## SUPPLIED DATA
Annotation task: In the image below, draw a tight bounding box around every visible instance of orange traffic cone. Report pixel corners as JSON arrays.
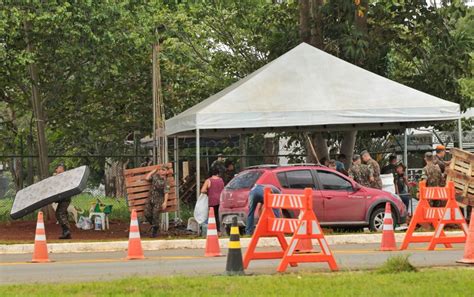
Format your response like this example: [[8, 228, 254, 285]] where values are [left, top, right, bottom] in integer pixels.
[[204, 207, 222, 257], [456, 209, 474, 264], [31, 211, 51, 263], [127, 209, 145, 260], [380, 202, 397, 251]]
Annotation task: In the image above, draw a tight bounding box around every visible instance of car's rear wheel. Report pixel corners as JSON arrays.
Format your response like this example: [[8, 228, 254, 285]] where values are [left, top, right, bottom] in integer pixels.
[[369, 207, 397, 232]]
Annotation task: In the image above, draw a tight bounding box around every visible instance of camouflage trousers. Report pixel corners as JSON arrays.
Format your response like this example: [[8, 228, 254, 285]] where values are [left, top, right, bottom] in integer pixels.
[[145, 201, 162, 233], [56, 198, 71, 229]]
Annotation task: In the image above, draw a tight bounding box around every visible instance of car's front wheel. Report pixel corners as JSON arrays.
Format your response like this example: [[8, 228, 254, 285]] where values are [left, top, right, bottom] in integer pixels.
[[369, 207, 395, 232]]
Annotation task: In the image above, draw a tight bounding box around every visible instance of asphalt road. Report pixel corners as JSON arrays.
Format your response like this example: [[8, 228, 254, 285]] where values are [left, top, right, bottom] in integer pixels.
[[0, 244, 464, 284]]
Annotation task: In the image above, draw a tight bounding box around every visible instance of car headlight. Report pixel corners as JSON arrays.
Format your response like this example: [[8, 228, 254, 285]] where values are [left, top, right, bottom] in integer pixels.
[[392, 193, 403, 202]]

## WHAT THE TASK REQUIRES
Put the entries above into a Markdown table with the columns Row and Text, one numbered row per line, with no blank lines. Leave the pictures out.

## FULL RESPONSE
| Row | Text |
|---|---|
| 1 | Annotation task: In the image below, draw a tight bounding box around every visible instance of orange traffic cone. Report pixel corners as JSON arrays. |
| 2 | Format your response like this example: [[8, 228, 254, 285]] where values are [left, top, right, bottom] in integer pixels. |
| 3 | [[204, 207, 222, 257], [456, 209, 474, 264], [31, 211, 51, 263], [127, 209, 145, 260], [380, 202, 397, 251]] |
| 4 | Annotation task: In the image above, draw a tight bounding box around every visible instance of car's rear wheel. Report pixel corners as JSON arrays. |
| 5 | Format your response like this example: [[8, 228, 254, 285]] where values are [left, top, right, bottom] in integer pixels. |
| 6 | [[369, 207, 397, 232]] |
| 7 | Annotation task: In the image above, draw a tight bounding box around every visible instance of camouflage trousers. Report pixel corners as JSON arrays. |
| 8 | Format your response like this example: [[8, 228, 254, 285]] where values are [left, top, right, bottom] in integer pixels. |
| 9 | [[145, 201, 162, 233], [56, 198, 71, 229]] |
| 10 | Annotation task: In the image above, draw a tight bounding box around every visible instance of car's front wheel. Report pixel corners as JSON arrays. |
| 11 | Format your response like this example: [[8, 228, 254, 285]] where values are [left, top, right, bottom] in integer pixels. |
| 12 | [[369, 207, 395, 232]] |
| 13 | Annotation task: In the image above, draw a tight bounding box around every visible instance of asphalt road. Report pixel corners as JSON arrays. |
| 14 | Format your response like this example: [[8, 228, 254, 285]] where values are [left, top, right, bottom] in integer pixels. |
| 15 | [[0, 244, 464, 284]] |
| 16 | Annotation task: In the image above, draw a tight bounding box around every visible instance of car headlight. Report pixel corners as JSON arrays. |
| 17 | Format your response like this example: [[8, 228, 254, 285]] where values are [left, top, right, bottom] in integer pixels. |
| 18 | [[392, 193, 403, 202]] |